[Stored records]
--- START ---
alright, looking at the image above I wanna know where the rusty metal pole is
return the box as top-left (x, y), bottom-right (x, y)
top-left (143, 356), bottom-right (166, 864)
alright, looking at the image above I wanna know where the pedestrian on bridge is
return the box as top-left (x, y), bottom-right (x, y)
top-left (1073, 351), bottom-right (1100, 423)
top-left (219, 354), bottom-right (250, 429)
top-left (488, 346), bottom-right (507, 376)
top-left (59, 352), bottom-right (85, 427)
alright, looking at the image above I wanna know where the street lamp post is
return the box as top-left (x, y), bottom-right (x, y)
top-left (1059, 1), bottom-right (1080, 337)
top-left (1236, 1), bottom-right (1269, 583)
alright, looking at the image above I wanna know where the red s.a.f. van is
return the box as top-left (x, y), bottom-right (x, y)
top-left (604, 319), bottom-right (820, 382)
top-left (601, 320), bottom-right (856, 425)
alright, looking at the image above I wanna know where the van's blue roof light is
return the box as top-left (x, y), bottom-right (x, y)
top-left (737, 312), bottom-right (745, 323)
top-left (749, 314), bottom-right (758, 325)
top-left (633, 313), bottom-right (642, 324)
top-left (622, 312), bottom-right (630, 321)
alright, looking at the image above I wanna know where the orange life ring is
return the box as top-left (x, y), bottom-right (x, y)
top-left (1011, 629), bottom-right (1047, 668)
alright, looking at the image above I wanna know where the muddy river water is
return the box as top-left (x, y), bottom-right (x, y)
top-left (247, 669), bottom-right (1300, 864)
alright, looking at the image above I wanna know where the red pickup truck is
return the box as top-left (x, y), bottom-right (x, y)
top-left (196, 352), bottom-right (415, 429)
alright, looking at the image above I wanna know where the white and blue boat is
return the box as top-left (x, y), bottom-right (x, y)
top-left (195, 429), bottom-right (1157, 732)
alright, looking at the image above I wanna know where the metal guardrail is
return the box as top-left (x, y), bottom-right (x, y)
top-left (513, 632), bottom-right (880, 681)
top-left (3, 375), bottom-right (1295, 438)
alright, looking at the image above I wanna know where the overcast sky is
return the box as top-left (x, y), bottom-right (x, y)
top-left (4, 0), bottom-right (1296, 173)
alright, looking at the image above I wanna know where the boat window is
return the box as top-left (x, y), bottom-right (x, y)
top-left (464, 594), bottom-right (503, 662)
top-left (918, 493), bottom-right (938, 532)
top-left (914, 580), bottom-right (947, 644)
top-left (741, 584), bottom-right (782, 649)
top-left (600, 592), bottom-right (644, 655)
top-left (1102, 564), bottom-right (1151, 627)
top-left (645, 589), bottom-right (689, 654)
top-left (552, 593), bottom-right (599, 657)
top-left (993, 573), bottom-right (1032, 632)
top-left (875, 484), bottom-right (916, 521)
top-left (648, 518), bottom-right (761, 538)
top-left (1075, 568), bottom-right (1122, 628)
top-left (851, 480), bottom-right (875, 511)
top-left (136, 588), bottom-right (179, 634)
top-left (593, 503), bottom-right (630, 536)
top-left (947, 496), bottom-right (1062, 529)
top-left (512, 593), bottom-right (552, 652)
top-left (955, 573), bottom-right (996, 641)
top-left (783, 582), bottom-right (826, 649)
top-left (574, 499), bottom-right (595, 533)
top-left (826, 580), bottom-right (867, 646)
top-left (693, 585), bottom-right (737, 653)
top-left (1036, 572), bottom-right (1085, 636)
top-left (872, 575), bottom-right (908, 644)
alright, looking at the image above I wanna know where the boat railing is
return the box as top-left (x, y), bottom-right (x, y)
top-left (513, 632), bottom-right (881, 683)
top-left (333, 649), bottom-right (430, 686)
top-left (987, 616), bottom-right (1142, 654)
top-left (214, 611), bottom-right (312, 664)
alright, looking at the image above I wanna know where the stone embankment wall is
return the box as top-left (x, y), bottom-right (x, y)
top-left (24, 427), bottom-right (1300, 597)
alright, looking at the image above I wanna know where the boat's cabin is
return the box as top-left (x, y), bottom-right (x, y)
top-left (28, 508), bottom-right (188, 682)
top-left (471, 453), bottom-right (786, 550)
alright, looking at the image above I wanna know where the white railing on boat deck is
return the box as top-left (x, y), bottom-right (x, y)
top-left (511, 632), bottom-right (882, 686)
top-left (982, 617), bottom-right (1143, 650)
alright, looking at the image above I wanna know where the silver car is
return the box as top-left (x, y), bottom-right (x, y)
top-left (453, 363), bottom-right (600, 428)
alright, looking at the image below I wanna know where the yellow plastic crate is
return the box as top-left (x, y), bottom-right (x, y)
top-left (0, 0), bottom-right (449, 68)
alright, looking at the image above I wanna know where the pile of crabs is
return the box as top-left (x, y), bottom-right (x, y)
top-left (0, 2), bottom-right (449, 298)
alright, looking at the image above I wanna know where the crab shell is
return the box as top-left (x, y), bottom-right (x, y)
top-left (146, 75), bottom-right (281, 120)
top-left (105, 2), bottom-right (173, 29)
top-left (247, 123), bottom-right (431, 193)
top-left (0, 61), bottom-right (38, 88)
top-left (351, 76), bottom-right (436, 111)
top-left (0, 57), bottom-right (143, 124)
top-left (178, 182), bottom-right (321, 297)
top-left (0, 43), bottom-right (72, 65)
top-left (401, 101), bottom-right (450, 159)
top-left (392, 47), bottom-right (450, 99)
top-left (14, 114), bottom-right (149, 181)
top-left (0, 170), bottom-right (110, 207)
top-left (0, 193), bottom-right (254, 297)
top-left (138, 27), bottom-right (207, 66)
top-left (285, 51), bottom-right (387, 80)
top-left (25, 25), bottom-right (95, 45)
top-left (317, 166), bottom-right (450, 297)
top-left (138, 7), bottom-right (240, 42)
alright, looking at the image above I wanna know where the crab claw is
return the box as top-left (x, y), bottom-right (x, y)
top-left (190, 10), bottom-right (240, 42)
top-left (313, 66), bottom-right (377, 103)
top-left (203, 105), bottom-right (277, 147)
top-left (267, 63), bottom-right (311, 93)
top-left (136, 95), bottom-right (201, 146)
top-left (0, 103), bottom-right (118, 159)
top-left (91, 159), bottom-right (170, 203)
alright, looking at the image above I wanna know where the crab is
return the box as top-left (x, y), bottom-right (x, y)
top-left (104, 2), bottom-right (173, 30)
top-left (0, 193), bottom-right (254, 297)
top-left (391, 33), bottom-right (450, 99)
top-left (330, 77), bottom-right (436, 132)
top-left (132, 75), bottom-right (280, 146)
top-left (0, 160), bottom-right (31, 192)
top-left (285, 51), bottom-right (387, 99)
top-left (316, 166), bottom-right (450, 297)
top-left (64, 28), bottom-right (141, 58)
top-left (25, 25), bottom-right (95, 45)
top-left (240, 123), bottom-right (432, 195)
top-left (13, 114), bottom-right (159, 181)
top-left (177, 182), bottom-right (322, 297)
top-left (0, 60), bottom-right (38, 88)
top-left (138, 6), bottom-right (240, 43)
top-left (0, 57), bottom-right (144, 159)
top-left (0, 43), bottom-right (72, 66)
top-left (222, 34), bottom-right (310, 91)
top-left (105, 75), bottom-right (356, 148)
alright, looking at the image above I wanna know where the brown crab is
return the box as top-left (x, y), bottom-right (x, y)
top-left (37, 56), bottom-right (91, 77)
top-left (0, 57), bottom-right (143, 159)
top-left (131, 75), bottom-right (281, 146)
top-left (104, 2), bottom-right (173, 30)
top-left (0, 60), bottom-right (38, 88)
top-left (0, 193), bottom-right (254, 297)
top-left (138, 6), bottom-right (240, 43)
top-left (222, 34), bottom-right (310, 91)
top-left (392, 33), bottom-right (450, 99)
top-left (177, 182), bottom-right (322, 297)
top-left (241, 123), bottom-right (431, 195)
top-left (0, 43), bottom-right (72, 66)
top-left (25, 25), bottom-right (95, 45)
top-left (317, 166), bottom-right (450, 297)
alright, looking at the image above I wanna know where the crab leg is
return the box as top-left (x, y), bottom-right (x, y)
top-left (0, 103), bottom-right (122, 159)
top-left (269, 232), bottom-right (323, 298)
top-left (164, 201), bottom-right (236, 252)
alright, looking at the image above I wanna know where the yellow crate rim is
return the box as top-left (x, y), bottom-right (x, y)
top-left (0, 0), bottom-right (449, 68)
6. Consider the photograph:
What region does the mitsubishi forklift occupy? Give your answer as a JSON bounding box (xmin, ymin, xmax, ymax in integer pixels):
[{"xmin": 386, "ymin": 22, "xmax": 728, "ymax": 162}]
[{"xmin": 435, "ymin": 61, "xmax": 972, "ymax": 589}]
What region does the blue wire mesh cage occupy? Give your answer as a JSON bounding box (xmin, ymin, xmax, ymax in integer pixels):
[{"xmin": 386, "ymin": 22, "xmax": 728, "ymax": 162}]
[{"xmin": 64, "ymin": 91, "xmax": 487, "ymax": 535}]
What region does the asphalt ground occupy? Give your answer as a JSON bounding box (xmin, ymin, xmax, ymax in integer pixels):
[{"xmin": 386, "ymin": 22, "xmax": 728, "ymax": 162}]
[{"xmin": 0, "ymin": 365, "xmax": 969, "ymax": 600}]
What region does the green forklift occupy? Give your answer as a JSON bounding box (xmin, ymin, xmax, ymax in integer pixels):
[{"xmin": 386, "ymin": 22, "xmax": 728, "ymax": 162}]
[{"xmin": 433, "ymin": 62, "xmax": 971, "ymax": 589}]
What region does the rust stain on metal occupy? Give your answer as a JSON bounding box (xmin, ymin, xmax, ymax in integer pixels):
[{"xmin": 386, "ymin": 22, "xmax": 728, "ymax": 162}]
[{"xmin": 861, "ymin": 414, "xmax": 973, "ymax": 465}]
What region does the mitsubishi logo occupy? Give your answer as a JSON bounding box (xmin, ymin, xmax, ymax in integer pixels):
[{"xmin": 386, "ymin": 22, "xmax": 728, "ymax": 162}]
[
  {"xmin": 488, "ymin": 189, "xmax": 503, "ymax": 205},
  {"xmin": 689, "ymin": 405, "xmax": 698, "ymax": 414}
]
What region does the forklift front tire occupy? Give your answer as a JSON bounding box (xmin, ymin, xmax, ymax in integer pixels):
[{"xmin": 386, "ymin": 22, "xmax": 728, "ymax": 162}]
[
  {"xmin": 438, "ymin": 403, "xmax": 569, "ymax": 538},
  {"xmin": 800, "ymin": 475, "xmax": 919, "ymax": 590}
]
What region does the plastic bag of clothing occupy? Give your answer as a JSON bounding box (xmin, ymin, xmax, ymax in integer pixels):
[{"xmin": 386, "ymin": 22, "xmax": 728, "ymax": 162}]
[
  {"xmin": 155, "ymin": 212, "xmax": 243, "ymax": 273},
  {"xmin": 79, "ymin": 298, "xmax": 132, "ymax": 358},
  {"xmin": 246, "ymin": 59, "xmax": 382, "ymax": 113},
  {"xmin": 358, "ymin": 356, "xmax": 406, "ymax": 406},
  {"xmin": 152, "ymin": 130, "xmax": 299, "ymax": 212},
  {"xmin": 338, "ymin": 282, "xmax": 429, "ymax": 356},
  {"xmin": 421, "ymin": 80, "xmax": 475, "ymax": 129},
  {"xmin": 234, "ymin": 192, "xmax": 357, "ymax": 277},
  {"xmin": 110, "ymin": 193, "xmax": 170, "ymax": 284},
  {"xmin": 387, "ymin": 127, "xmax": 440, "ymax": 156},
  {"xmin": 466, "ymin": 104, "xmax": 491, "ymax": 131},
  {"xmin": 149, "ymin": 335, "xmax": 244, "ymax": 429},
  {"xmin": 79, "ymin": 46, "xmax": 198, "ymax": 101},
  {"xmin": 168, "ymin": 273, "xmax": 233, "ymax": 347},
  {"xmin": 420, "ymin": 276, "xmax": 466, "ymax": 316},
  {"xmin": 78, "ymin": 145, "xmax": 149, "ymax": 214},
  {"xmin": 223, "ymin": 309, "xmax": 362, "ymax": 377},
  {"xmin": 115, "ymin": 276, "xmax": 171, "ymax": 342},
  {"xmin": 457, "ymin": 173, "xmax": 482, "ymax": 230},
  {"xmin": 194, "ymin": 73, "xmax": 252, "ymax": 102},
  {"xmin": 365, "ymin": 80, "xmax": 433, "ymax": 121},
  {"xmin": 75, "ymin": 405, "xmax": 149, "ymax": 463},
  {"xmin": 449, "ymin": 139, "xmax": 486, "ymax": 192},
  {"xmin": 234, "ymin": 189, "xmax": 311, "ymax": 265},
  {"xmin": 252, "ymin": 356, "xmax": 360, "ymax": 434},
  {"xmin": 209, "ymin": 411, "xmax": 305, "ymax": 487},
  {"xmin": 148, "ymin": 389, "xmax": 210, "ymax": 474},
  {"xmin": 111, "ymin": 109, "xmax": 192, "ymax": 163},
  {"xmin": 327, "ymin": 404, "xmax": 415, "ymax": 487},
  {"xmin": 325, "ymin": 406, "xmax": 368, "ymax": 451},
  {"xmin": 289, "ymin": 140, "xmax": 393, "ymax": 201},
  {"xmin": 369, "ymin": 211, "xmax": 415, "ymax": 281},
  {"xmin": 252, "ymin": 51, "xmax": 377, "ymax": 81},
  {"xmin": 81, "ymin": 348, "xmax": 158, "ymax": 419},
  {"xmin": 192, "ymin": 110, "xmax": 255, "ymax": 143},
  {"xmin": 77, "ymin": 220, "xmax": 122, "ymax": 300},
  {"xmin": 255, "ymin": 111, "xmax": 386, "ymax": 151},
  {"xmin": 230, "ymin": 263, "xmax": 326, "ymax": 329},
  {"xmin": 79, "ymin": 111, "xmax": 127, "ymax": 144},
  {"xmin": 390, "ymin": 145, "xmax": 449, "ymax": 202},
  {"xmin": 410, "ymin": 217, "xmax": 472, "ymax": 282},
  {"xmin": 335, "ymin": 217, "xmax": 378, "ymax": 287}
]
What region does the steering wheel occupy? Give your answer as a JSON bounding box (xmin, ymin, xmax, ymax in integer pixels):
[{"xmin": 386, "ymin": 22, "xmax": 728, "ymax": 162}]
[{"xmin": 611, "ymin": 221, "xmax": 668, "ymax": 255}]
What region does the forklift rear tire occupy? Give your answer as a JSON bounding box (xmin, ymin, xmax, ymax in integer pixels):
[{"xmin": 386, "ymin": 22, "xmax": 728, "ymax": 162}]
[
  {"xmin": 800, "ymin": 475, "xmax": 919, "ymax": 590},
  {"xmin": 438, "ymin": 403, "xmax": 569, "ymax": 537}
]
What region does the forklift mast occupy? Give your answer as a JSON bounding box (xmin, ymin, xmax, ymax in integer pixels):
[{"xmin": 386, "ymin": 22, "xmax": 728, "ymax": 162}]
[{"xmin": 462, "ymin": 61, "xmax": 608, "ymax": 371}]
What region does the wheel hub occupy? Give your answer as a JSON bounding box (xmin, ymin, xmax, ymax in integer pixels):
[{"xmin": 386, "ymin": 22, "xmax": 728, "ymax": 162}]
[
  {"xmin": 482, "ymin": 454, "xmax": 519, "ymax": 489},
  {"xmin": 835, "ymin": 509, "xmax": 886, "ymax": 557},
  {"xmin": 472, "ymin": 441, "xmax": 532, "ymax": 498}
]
--- END ---
-- What the task requires --
Where in the records does the string "integer" appear? Copy every line that has it.

-- Output for this task --
What region does the mitsubishi forklift occupy? Give your answer as a JSON bounding box (xmin, ymin, xmax, ymax in integer pixels):
What region does the blue wire mesh cage occupy? Give your answer as a JSON bounding box (xmin, ymin, xmax, ymax in integer pixels):
What region does the asphalt ground occupy? Give your answer as a JSON bounding box (xmin, ymin, xmax, ymax in integer pixels):
What region does the green forklift occupy? Give your answer as a JSON bounding box (xmin, ymin, xmax, ymax in integer pixels):
What region does the rust stain on metal occupy? Give your answer as a JSON bounding box (xmin, ymin, xmax, ymax in integer pixels):
What region does the mitsubishi logo occupy? Give your answer as a JSON bounding box (xmin, ymin, xmax, ymax in integer pixels):
What region does the forklift front tire occupy? Give your answer as a JSON bounding box (xmin, ymin, xmax, ymax in integer pixels):
What region does the plastic bag of clothing occupy? Give your answer as a JSON bounding box (xmin, ymin, xmax, ymax in integer pixels):
What region does the steering wheel occupy? Give your answer as a JSON bounding box (xmin, ymin, xmax, ymax in integer pixels):
What region does the forklift rear tire occupy? Give your answer as a JSON bounding box (xmin, ymin, xmax, ymax in integer pixels):
What region does the forklift mast occupy? Give your answer as a JSON bounding box (xmin, ymin, xmax, ymax in integer pixels):
What region does the wheel hub occupy? Give your answer as a JSON bounding box (xmin, ymin, xmax, ymax in integer pixels):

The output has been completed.